- [WORKING DATA]:

= = = = =

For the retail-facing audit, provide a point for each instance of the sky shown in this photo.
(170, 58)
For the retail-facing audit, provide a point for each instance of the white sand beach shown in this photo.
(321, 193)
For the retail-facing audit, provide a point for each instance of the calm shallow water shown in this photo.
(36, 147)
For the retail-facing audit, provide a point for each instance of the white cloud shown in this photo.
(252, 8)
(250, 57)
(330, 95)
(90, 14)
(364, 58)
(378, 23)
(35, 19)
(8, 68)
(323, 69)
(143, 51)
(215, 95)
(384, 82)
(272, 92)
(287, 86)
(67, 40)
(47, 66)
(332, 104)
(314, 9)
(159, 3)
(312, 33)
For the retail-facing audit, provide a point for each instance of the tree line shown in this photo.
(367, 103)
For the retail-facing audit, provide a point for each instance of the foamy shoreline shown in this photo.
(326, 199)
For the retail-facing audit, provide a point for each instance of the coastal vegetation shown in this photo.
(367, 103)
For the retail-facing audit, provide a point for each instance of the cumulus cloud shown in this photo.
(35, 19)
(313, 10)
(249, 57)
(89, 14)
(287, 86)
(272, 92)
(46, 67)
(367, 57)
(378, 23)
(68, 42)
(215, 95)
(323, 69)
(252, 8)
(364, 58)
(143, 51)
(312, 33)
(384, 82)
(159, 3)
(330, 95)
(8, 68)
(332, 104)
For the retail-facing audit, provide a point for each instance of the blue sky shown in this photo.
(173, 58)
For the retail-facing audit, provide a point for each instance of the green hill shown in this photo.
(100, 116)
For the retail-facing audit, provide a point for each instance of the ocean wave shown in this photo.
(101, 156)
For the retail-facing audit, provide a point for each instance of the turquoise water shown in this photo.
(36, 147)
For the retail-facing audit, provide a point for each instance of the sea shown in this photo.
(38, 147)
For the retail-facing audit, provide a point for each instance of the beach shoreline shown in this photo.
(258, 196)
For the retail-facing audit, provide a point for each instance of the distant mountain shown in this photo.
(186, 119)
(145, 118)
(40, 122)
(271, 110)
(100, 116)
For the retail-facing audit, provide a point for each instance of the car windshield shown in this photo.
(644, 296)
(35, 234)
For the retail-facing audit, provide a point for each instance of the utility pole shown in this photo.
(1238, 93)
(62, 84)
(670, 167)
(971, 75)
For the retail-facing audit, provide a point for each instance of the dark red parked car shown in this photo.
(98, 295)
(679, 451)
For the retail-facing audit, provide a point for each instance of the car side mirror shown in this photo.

= = = = =

- [WORK TO COMPLETE]: Starting at the line that contains "beach shoreline shown in this photo.", copy each line exactly through the end of the listing above. Include that first line and the last one, and add nothing.

- [TASK OUTPUT]:
For the retail-facing audit, provide a point for each instance of the beach shoreline shown in this photo.
(258, 196)
For the retail-facing audit, provide a point for each instance of the distant mountain shown in this photo.
(186, 119)
(145, 118)
(40, 122)
(271, 110)
(100, 116)
For the retail-facing audit, provide a point for each instance of the car windshield shown in this photo.
(644, 296)
(35, 234)
For the retail-facing audit, provide a point for each instance of the utility pole shown in this photo.
(1238, 93)
(62, 84)
(670, 167)
(971, 75)
For the retail-facing audit, provide a point for each instance of the dark red parked car shown in this photo.
(98, 295)
(679, 451)
For the retail-facing audit, provide a point for each instance of the car side mirror shown in this photo.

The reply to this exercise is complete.